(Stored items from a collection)

━━━

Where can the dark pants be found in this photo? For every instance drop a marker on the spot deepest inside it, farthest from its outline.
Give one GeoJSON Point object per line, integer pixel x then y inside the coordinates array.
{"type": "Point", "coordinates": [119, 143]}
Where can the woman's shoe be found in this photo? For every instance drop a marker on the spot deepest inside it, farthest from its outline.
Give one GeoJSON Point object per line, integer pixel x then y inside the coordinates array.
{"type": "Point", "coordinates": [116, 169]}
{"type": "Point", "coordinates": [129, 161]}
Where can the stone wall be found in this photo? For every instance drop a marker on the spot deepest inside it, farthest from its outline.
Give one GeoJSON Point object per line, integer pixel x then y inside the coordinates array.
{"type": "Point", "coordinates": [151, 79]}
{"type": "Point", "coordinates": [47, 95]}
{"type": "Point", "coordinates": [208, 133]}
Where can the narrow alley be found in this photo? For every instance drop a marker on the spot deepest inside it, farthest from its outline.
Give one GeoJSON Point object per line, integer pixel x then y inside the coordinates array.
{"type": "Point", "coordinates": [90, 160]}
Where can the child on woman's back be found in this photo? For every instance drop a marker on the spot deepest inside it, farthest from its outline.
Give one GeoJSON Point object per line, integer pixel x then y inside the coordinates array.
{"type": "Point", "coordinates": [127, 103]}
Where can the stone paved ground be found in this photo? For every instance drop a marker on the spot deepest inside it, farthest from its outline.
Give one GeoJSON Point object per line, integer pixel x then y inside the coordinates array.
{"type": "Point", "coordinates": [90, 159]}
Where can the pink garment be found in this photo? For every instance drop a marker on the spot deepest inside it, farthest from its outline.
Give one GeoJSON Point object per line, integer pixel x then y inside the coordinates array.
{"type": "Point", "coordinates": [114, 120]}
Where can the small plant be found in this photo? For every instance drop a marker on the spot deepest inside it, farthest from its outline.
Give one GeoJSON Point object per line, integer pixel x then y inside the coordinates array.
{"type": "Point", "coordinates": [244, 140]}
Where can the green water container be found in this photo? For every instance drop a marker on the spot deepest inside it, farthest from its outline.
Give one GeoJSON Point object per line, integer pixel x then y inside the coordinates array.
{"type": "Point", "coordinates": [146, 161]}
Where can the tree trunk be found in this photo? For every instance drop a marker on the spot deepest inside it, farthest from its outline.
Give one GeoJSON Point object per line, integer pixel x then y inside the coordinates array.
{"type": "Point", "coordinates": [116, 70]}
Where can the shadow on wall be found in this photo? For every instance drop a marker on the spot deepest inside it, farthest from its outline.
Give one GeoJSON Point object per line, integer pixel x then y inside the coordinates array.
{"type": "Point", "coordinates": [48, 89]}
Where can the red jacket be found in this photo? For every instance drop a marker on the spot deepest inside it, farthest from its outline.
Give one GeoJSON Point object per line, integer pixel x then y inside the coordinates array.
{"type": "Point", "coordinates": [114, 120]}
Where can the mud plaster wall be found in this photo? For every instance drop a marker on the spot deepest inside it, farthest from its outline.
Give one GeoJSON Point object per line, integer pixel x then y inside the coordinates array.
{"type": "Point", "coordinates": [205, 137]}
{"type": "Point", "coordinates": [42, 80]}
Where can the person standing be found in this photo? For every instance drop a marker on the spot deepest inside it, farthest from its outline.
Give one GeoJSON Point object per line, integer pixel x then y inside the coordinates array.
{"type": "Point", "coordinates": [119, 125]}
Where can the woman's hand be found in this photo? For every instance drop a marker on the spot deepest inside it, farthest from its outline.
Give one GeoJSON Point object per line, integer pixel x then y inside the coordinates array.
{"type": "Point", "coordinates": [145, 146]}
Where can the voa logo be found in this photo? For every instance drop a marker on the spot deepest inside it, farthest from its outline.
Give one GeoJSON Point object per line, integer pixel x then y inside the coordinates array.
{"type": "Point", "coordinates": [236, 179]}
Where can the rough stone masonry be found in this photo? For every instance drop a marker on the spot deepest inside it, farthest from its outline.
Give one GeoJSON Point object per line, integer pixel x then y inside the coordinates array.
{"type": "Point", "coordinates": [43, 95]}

━━━

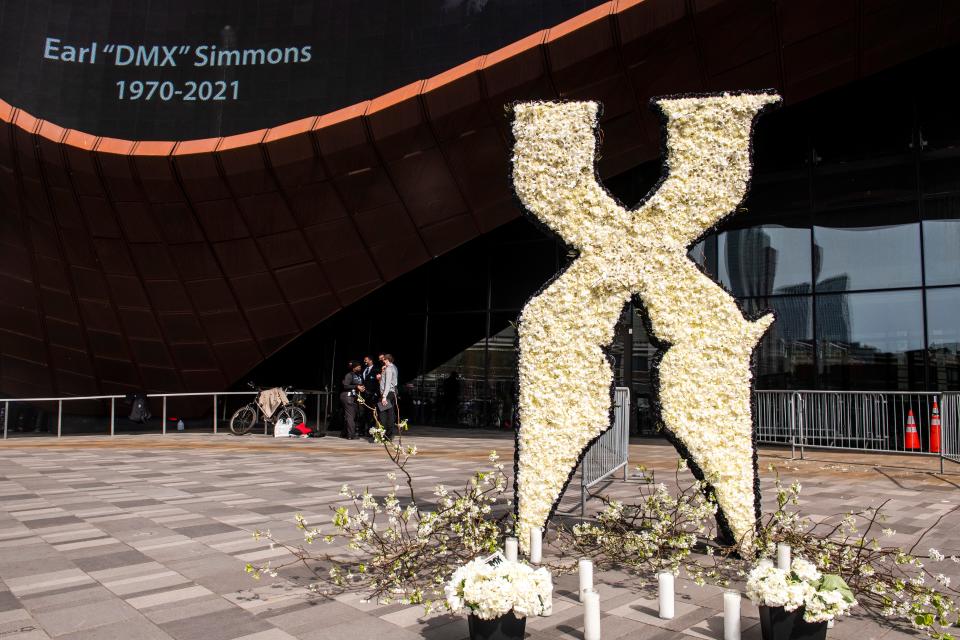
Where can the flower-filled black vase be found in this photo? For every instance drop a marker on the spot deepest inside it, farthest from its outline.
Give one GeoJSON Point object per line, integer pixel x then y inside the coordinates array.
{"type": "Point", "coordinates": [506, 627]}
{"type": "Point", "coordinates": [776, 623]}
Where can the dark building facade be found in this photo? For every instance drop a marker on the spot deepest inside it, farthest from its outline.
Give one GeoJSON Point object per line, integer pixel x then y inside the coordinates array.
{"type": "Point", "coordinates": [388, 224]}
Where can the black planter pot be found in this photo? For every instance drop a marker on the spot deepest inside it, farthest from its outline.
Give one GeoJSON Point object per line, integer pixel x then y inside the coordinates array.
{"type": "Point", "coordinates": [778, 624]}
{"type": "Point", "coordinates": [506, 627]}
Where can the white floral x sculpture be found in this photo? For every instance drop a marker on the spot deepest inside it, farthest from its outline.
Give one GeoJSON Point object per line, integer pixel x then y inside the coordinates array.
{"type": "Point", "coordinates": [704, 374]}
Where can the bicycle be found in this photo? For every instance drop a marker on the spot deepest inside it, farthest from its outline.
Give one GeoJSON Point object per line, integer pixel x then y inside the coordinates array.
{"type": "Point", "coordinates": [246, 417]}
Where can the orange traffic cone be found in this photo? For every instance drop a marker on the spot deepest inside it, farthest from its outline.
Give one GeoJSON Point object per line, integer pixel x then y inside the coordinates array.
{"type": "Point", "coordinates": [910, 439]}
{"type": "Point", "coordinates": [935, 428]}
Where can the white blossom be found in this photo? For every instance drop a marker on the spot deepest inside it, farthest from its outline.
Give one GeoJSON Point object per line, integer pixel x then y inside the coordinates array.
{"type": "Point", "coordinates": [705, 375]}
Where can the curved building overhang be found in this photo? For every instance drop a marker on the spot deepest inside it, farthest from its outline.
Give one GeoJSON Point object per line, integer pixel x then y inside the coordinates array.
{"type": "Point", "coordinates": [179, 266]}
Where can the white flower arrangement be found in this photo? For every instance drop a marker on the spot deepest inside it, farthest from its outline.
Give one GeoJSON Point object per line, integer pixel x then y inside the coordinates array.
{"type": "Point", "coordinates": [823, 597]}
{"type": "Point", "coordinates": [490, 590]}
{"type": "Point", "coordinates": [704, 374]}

━━━

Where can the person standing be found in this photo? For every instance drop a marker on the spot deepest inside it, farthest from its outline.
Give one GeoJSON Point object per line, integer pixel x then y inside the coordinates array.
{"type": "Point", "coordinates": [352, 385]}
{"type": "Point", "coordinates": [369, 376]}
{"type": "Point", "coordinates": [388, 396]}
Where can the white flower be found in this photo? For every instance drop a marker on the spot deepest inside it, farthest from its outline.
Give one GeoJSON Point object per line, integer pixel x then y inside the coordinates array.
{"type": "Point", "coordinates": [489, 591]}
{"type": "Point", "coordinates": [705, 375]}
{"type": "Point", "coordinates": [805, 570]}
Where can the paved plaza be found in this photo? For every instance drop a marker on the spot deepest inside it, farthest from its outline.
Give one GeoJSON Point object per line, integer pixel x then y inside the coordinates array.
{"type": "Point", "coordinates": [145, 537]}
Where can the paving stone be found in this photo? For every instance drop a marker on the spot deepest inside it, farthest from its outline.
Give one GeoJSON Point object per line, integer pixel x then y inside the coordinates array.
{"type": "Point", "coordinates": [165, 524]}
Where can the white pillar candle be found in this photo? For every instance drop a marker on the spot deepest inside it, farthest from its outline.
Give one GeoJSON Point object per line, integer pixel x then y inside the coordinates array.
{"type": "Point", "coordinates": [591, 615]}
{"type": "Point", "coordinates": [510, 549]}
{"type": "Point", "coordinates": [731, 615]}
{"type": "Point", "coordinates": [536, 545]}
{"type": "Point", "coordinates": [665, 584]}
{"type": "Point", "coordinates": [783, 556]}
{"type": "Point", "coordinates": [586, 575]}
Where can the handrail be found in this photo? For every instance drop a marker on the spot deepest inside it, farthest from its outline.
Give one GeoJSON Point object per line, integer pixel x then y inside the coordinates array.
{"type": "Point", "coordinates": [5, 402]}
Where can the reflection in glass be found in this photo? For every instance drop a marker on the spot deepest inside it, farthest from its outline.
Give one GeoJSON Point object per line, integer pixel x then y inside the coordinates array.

━━━

Assignment -> Nothing but the lines above from the one containing "Where can the stone wall" through the one containing "Where can the green" should appear in the answer, each repeated exactly.

Task response ->
Where can the stone wall be found in this photo? For every instance drop a marker on the spot deepest inside it, farthest from its outline.
Give one GeoJSON Point object per line, integer pixel x then y inside the coordinates array.
{"type": "Point", "coordinates": [151, 79]}
{"type": "Point", "coordinates": [47, 95]}
{"type": "Point", "coordinates": [208, 133]}
Where can the narrow alley be found in this photo? For every instance drop a marker on the spot deepest inside it, farthest from its outline.
Give one GeoJSON Point object per line, integer pixel x then y inside the coordinates array.
{"type": "Point", "coordinates": [90, 160]}
Where can the child on woman's back be found in this photo? For every instance drop a marker on the spot deepest inside it, farthest from its outline.
Give one GeoJSON Point object per line, integer pixel x then y inside the coordinates array.
{"type": "Point", "coordinates": [127, 103]}
Where can the stone paved ground be found in this photo? For every instance drop a marker on the spot deepest inside it, farthest from its outline.
Give one GeoJSON Point object per line, integer pixel x then y inside the coordinates array.
{"type": "Point", "coordinates": [90, 159]}
Where can the pink garment be found in this photo? For every instance drop a marker on the spot deepest inside it, farthest from its outline.
Give one GeoJSON Point object per line, integer pixel x then y inside the coordinates array.
{"type": "Point", "coordinates": [114, 120]}
Where can the small plant be found in this photo? For every instance drop a marker on the spot deepest inside it, farthest from its outline.
Give one GeoJSON Point object per line, integer pixel x then y inside the coordinates array.
{"type": "Point", "coordinates": [244, 140]}
Where can the green water container be found in this photo? For every instance drop a marker on the spot deepest inside it, farthest from its outline.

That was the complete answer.